> _WHAT YOU NEED TO DO_:
a - Copy the passage of the comment comparing Go with C and Erlang word for word, between "Immutable message passing concurrency is" and "and knowable performance.", inclusive.
b - Pick up the comment comparing Go with C and Erlang where it stops, and write what comes next.

> _EXTRACT_:

Every language choice has trade-offs. To address your specific request, I am
not bothered by the issues you raise because there are strategies to
ameliorate them. Security issues and corrupting memory largely come from
unbounded data. C has _fantastic_ tooling to profile and analyze applications.
Unlike Go, there is always something you can do to achieve your desired
behavior. YES there are warts and problems a-plenty, but they are well-known
and there is a vast collection of people and articles about dealing with them.

I never meant to imply that C was more safe than Go. Erlang is, which I meant
to imply with the comment about immutable message passing concurrency.
Immutable message passing concurrency is amazingly safe and free from classes
of errors that Go programmers still have to deal with (race conditions!) In
Go, the canonical style is to pass pointers through channels (and pass
ownership along with it.) Two goroutines can still mutate the same object out
from under each other, leading to all of the potential issues you run into
with multithreading in C.

The Go garbage collector sucks, currently (check out the recent mailing list
threads with trivial applications that trip it up.) They know this and it is
on the roadmap for development, but it isn't there yet; stopping the world to
do your work (and taking a LONG time to do so in perverse cases) is not
something I want to deal with. When using a "systems" language, I want to have
repeatable and knowable performance.

Using the unsafe package defeats all of the benefits of using Go while
maintaining all of its shortcomings. Additionally, there is great difficulty
with incorporating existing C libraries (yes, cgo is an option but it does not
work with gccgo and it is poorly documented -- for instance, how do you make
the Go garbage collector aware of C struct lifetimes?) Even if you stay within
the language, you have to choose lightweight go-routines or optimized code
generation (gc vs gccgo.)

> _SUPPLIED RECORDS_:

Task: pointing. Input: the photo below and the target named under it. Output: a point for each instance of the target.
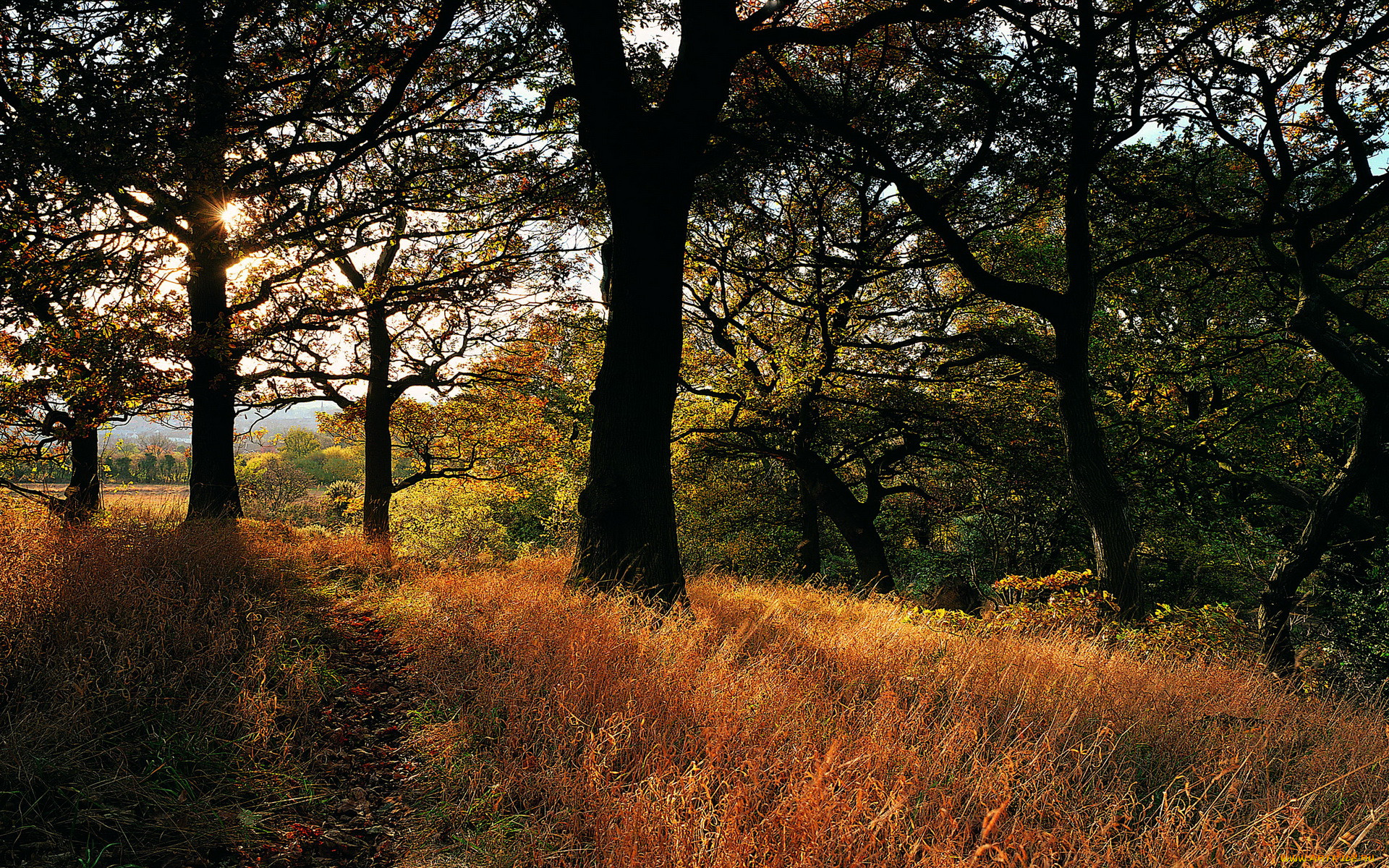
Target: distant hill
(277, 422)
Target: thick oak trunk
(626, 538)
(378, 484)
(211, 478)
(1097, 495)
(82, 498)
(214, 360)
(851, 519)
(647, 158)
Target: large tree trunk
(1095, 489)
(377, 459)
(214, 383)
(851, 519)
(82, 498)
(211, 477)
(626, 538)
(807, 550)
(647, 158)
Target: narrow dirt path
(354, 753)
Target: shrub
(451, 521)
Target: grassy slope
(152, 677)
(778, 726)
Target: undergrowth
(150, 674)
(781, 726)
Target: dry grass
(778, 726)
(149, 673)
(129, 499)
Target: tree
(245, 114)
(84, 327)
(1037, 103)
(646, 127)
(1302, 114)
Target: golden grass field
(157, 499)
(156, 673)
(778, 726)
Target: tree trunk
(211, 477)
(807, 550)
(626, 538)
(377, 453)
(1096, 492)
(82, 498)
(1359, 469)
(851, 517)
(647, 158)
(214, 382)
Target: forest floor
(353, 753)
(253, 696)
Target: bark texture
(649, 160)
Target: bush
(451, 521)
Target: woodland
(1061, 312)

> _OUTPUTS BY TASK_:
a -
Immutable message passing concurrency is amazingly safe and free from classes
of errors that Go programmers still have to deal with (race conditions!) In
Go, the canonical style is to pass pointers through channels (and pass
ownership along with it.) Two goroutines can still mutate the same object out
from under each other, leading to all of the potential issues you run into
with multithreading in C.

The Go garbage collector sucks, currently (check out the recent mailing list
threads with trivial applications that trip it up.) They know this and it is
on the roadmap for development, but it isn't there yet; stopping the world to
do your work (and taking a LONG time to do so in perverse cases) is not
something I want to deal with. When using a "systems" language, I want to have
repeatable and knowable performance.

b -
Another irritating thing is that Go maps cannot have binary data as keys, only
certain types (numbers and strings, basically.) Discovering this was not easy,
and the suggested answer is to coerce an array of bytes to a string (making a
copy) for storage and every time the key should be accessed.

> If you looked at Go, it must have been from a very, very far away.

Just because I have come to different conclusions than you have, please do not
assume my view lacks research or analysis.

------
Aloisius
I for one look forward to an endless stream of "X support in Go" and "Y
reimplemented in Go" posts over the next few years.

And judging from the last 20 years of programming language evangelism/flame
wars, I completely expect to see "X support in AnotherLanguage" and "Y
reimplemented in AnotherLanguage" posts followed up by "How AnotherLanguage is
so much better than Go" and "AnotherLanguage vs. Go."

Sadly, what we'll never see is a retrospective along the lines of, "Did we
waste all our time reinventing the wheel in AnotherLanguage?"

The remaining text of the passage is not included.